READING TEXT ->
I will begin my remarks with a brief overview of our financial performance during the quarter followed by observations from my time in the field over the past three months and then provide an update on reimbursement. After that I will turn the call over to Brett to detail our financials. I will conclude with remarks on how we see the second half of this fiscal year trending. Then we will open up the call to your questions.

So we were pleased with our continuing momentum from last quarter delivering 10% sequential growth and 11% year-over-year growth in Urgent PC sales in the U.S. These results reflect the impact of our new sales strategies which focus on selling the efficacy of Urgent PC as well as investments, improvements, training and support for both our field sales reps and our customers.

During the last quarter I have spent a considerable amount of time in the field with existing and potential customers as well as with our field sales team and I would like to take the next few minutes to highlight some of the key points I have taken away from those visits.

First the overactive bladder market is a large one. Over 35 million Americans suffer from OAB and its symptoms and of those almost 10 million try drugs and stop taking them within the first year. After drugs the next line of OAB treatment options is Urgent PC, botox and Inter Stim. Urgent PC is the least invasive of the three with a significantly lower risk profile and its potential adverse events. As one physician shared with his patients, the worst thing that can happen with Urgent PC is that it doesn’t work for you. Compare that to the potential adverse events like urinary retention and urinary tract infections with botox and pain at the stimulator site or even the need for surgical revision as with Inter Stim. We and many others believe that after drugs, Urgent PC should be the first alternative for patients suffering from OAB and its symptoms.

Second, Urgent PC works and it is changing people’s lives. While we have numerous clinical studies and published papers that demonstrate up to 80% success rates with Urgent PC treatments the real evidence comes from actual patients. There are many stories we hear from patients who are successfully being treated with Urgent PC. For example, the female patient who stated that she had been wearing pads for the past 15 years and now, nearing the end of her initial 12 weekly Urgent PC treatments, she hasn’t had to wear a pad for the past 5 weeks. Or the retired Air Force pilot who had to stop flying in air shows, a real passion of his, because of his frequency issues, and he is now returned to flying in those shows. Why? The success of Urgent PC. The bottom line is that the treatment works.

Third is that proper procedure technique and physician and patient coaching really matter with the Urgent PC treatment. The needle electrode has to be inserted in the right location, at the right angle and at the right depth all in order to appropriately stimulate the tibial nerve. If it isn’t the treatment won’t be as effective as it should be. Also the physician and patient have to be coached that they are making a minimum 12 week commitment to the treatment. The patient typically will not show progress until week 5 or 6 and sometimes the progress may not be seen until week 9 or 10. If these two things are not done, inserting the needle electrode appropriately and coaching the physician and the patient that it is a commitment to a 12 week treatment plan, patients and physicians may give up on the treatment too soon. Unfortunately that is what happened with many of our early customers and we are now spending a significant amount of time educating physicians and clinicians in order to reengage accounts that may have been lost over the past year. This is the purpose of a new clinical specialist position and we now have five in place to assist in the training and the in-servicing of our new and existing clients to ensure their success with Urgent PC.

Image-based grounding data:
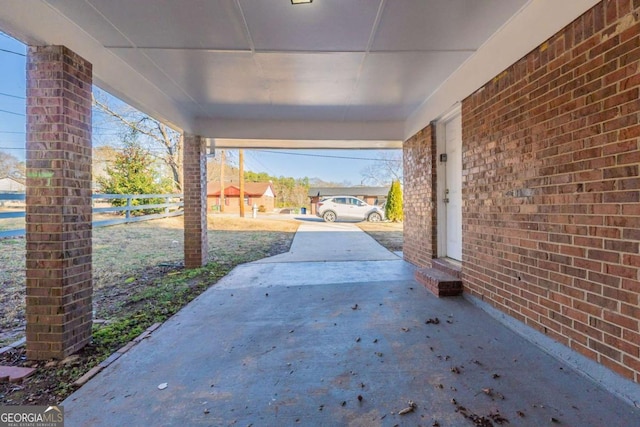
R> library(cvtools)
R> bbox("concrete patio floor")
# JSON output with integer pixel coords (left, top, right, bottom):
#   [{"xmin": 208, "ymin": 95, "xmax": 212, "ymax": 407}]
[{"xmin": 62, "ymin": 222, "xmax": 640, "ymax": 427}]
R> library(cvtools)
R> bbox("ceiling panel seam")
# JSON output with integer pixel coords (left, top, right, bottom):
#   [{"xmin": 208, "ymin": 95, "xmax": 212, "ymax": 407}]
[
  {"xmin": 84, "ymin": 0, "xmax": 204, "ymax": 120},
  {"xmin": 342, "ymin": 0, "xmax": 385, "ymax": 121},
  {"xmin": 235, "ymin": 0, "xmax": 273, "ymax": 105}
]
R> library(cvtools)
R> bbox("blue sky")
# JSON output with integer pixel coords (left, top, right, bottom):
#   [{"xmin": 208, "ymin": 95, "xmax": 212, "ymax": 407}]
[{"xmin": 0, "ymin": 32, "xmax": 398, "ymax": 185}]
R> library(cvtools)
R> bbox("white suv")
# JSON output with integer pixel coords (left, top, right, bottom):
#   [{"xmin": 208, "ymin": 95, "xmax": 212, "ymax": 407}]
[{"xmin": 316, "ymin": 196, "xmax": 384, "ymax": 222}]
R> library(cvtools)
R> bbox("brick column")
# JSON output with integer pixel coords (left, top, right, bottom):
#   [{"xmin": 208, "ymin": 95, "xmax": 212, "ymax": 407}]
[
  {"xmin": 183, "ymin": 133, "xmax": 208, "ymax": 268},
  {"xmin": 26, "ymin": 46, "xmax": 93, "ymax": 360}
]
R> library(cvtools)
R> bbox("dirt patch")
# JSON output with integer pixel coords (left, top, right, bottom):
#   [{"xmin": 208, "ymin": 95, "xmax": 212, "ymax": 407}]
[
  {"xmin": 0, "ymin": 217, "xmax": 299, "ymax": 405},
  {"xmin": 358, "ymin": 222, "xmax": 404, "ymax": 252}
]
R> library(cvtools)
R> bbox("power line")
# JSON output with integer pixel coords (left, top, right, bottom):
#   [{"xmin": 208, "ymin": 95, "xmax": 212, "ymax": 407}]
[
  {"xmin": 256, "ymin": 150, "xmax": 402, "ymax": 162},
  {"xmin": 0, "ymin": 92, "xmax": 27, "ymax": 99},
  {"xmin": 0, "ymin": 109, "xmax": 26, "ymax": 117},
  {"xmin": 0, "ymin": 49, "xmax": 27, "ymax": 56}
]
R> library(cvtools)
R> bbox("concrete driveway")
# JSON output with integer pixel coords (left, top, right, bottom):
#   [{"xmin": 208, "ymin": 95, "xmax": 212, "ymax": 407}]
[{"xmin": 63, "ymin": 223, "xmax": 640, "ymax": 427}]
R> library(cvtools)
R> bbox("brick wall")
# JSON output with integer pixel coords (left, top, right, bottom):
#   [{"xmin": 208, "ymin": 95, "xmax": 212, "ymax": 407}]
[
  {"xmin": 183, "ymin": 134, "xmax": 208, "ymax": 268},
  {"xmin": 402, "ymin": 124, "xmax": 437, "ymax": 267},
  {"xmin": 26, "ymin": 46, "xmax": 92, "ymax": 360},
  {"xmin": 462, "ymin": 0, "xmax": 640, "ymax": 382}
]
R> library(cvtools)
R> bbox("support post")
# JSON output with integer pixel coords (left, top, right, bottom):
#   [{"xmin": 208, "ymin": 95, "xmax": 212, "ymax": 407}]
[
  {"xmin": 183, "ymin": 133, "xmax": 208, "ymax": 268},
  {"xmin": 26, "ymin": 46, "xmax": 93, "ymax": 360}
]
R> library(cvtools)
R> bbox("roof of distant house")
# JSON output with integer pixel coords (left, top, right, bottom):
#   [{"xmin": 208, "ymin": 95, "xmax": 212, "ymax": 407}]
[
  {"xmin": 207, "ymin": 182, "xmax": 275, "ymax": 197},
  {"xmin": 308, "ymin": 186, "xmax": 390, "ymax": 197}
]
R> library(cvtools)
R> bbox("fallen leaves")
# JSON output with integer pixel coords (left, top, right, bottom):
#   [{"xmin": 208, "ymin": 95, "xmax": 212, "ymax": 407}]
[{"xmin": 398, "ymin": 400, "xmax": 418, "ymax": 415}]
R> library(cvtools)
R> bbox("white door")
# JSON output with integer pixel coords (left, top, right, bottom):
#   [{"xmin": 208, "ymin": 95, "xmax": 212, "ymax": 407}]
[{"xmin": 444, "ymin": 114, "xmax": 462, "ymax": 261}]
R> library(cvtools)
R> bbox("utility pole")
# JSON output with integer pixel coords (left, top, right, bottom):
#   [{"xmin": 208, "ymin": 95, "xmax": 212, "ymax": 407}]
[
  {"xmin": 220, "ymin": 150, "xmax": 225, "ymax": 213},
  {"xmin": 238, "ymin": 149, "xmax": 244, "ymax": 218}
]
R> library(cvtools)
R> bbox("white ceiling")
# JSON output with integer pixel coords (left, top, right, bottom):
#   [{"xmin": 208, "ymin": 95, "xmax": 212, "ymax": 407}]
[{"xmin": 0, "ymin": 0, "xmax": 595, "ymax": 148}]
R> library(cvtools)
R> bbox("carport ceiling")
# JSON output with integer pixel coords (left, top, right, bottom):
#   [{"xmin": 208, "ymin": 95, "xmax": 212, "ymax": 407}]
[{"xmin": 0, "ymin": 0, "xmax": 586, "ymax": 147}]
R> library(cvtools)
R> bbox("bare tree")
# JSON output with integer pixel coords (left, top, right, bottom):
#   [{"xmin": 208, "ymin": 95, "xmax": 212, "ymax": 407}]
[
  {"xmin": 93, "ymin": 93, "xmax": 183, "ymax": 191},
  {"xmin": 360, "ymin": 150, "xmax": 402, "ymax": 186}
]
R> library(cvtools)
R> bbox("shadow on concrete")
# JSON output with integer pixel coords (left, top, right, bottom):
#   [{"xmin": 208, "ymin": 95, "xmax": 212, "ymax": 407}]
[{"xmin": 63, "ymin": 222, "xmax": 640, "ymax": 427}]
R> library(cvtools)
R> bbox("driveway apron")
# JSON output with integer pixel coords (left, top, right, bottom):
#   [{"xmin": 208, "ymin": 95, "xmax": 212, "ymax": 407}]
[{"xmin": 62, "ymin": 223, "xmax": 640, "ymax": 427}]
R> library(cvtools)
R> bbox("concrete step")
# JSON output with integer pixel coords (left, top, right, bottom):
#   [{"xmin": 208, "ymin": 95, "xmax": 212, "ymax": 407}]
[
  {"xmin": 431, "ymin": 258, "xmax": 462, "ymax": 279},
  {"xmin": 414, "ymin": 268, "xmax": 462, "ymax": 297}
]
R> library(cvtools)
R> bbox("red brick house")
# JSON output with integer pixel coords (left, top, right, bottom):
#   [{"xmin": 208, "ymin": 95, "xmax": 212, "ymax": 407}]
[
  {"xmin": 404, "ymin": 1, "xmax": 640, "ymax": 390},
  {"xmin": 0, "ymin": 0, "xmax": 640, "ymax": 401},
  {"xmin": 207, "ymin": 182, "xmax": 276, "ymax": 213}
]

INSTRUCTIONS TO FOLLOW ->
Decide whether each statement agrees with the Urgent PC remarks: (a) U.S. sales of Urgent PC rose 11% from the prior year; (b) ten clinical specialists are currently in place; (c) patients usually show progress by week 2 or 3. For each, answer yes or no and quote the deciding words. Use only the Urgent PC remarks.

TASK SOLUTION ->
(a) Yes: "11% year-over-year growth in Urgent PC sales in the U.S."
(b) No: "we now have five in place"
(c) No: "The patient typically will not show progress until week 5 or 6"